═══ Listing ═══

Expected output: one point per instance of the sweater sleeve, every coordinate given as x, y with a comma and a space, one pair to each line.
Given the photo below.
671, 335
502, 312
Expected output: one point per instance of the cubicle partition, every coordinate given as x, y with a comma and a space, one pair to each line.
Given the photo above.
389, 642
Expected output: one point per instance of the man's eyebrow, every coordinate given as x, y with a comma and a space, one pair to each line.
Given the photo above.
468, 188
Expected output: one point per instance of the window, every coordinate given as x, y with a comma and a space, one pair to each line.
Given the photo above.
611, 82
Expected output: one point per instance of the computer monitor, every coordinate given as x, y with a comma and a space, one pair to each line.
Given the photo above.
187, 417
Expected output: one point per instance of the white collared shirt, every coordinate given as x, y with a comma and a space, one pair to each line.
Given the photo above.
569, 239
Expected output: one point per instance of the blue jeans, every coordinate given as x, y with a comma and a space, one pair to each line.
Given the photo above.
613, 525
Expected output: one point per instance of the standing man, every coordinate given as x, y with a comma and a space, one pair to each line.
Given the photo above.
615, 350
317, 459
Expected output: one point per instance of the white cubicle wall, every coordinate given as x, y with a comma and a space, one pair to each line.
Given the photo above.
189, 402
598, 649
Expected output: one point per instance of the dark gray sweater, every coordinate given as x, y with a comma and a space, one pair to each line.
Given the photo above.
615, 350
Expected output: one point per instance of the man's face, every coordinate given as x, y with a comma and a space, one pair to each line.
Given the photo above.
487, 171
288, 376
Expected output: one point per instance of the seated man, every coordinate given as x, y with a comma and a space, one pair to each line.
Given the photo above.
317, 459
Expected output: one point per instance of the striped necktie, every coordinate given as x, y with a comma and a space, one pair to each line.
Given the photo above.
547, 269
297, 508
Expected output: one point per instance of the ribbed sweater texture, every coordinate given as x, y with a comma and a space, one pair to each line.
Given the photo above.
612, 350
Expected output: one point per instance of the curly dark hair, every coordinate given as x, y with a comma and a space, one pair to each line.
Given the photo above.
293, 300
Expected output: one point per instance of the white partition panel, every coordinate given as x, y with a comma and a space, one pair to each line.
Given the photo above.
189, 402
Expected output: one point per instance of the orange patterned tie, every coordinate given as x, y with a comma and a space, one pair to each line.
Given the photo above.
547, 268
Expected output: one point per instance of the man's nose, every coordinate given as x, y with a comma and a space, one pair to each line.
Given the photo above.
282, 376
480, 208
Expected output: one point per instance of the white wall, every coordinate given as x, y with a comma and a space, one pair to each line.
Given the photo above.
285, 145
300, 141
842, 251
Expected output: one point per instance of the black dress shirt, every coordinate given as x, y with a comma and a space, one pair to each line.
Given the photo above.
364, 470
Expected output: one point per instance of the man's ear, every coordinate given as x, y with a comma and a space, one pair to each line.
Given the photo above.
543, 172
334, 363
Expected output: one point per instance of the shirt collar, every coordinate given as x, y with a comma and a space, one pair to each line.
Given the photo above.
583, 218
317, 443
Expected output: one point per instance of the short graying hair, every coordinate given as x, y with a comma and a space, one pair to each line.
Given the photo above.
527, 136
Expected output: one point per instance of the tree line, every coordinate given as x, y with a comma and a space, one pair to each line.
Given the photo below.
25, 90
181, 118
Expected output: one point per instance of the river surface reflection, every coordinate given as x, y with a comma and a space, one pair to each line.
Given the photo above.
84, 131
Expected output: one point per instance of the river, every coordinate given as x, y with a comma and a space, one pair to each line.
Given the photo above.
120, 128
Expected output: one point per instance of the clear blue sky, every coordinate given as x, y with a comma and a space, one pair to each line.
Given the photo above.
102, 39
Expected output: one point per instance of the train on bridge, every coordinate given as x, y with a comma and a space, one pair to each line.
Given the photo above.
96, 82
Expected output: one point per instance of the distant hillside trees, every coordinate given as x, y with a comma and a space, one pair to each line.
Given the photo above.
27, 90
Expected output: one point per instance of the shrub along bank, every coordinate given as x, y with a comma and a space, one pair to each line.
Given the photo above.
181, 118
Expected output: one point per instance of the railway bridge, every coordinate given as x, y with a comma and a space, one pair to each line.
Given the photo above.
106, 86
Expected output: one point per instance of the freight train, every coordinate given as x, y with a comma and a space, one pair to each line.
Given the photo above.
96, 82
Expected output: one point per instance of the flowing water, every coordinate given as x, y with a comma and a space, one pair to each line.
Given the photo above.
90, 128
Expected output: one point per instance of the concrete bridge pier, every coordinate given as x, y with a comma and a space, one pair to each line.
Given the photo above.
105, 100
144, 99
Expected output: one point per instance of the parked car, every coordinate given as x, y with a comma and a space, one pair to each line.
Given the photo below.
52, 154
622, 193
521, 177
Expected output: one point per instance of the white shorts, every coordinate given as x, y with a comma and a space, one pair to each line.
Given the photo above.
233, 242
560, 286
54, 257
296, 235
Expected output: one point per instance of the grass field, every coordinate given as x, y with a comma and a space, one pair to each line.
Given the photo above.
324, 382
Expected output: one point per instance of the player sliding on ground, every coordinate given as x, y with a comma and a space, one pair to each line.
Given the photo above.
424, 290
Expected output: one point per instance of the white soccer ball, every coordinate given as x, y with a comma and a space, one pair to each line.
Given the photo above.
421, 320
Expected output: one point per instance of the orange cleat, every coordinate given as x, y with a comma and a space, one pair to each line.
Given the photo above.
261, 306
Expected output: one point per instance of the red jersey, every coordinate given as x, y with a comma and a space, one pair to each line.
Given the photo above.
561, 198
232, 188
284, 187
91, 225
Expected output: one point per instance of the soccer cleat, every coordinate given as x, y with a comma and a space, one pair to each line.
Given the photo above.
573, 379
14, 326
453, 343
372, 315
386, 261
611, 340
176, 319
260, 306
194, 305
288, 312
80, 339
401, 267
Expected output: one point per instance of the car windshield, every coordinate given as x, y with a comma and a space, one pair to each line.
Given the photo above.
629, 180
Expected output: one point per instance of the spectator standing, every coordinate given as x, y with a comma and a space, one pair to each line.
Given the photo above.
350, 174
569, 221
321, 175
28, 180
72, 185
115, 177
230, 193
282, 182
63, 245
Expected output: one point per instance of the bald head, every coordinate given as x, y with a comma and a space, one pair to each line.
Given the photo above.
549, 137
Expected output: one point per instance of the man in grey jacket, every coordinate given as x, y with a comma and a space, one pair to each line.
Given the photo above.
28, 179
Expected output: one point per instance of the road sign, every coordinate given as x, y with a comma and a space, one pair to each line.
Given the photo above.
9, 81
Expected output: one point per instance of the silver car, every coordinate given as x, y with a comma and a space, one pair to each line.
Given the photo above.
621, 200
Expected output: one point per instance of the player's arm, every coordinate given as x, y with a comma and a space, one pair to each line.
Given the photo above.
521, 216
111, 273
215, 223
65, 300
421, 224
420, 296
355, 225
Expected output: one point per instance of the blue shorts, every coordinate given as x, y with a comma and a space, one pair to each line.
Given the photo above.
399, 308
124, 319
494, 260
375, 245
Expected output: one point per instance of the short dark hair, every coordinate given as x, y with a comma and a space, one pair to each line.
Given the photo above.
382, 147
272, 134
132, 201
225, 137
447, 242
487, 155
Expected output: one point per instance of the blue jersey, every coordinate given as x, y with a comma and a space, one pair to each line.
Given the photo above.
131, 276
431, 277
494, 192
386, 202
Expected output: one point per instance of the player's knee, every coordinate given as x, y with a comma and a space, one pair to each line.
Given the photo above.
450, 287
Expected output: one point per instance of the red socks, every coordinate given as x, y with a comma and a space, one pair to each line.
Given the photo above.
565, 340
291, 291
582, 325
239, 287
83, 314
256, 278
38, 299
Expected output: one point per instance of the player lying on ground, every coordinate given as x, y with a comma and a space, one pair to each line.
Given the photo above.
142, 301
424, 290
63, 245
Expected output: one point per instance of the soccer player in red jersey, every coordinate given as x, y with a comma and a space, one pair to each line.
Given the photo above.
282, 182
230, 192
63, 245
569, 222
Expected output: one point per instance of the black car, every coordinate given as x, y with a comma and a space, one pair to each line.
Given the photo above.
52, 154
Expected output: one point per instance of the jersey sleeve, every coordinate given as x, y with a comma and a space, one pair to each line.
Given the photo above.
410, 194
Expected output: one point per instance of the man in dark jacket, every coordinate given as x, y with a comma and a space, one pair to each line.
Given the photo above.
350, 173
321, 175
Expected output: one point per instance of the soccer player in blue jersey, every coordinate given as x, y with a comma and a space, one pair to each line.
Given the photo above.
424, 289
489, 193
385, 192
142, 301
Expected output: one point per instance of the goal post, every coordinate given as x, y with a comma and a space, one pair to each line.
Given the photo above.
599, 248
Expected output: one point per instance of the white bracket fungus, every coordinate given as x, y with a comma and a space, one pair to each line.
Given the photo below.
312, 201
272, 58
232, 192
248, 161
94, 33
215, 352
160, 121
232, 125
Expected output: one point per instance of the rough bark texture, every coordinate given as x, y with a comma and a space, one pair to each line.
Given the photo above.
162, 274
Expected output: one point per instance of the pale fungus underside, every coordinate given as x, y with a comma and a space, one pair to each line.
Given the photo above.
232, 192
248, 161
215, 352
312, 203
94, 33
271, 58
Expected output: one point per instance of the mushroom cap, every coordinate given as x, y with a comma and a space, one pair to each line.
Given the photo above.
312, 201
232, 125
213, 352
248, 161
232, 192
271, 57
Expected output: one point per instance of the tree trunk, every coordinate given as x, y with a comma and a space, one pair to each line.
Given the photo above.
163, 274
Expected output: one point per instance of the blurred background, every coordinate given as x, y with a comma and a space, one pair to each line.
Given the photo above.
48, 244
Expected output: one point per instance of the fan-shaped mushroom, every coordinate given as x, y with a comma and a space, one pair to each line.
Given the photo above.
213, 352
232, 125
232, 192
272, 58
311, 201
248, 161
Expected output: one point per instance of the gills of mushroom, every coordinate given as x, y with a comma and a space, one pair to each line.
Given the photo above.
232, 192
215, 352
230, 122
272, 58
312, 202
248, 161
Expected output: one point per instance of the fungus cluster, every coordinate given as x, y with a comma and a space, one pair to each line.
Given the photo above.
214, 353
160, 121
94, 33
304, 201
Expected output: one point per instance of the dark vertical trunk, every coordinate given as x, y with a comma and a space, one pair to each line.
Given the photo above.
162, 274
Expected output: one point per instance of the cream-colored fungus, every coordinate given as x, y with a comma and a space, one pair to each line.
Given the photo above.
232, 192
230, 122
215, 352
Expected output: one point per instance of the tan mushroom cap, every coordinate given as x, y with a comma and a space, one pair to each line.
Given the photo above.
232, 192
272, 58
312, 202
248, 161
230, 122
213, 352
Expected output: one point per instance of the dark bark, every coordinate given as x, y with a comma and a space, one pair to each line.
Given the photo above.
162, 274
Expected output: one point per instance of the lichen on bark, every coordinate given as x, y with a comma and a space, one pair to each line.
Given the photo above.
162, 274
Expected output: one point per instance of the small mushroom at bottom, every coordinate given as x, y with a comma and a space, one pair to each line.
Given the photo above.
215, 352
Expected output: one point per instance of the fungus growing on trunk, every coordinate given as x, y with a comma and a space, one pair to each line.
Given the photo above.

═══

» **The problem**
Quote word for word the stretch of the records from the line that contains "Expected output: one point per instance of the fungus growing" through the end of the records.

» **Response for this exercise**
Expected output: one point per instance of the fungus growing on trunk, every coordinate given as x, y with a comma and a space, one pair to each line.
Given the photo above.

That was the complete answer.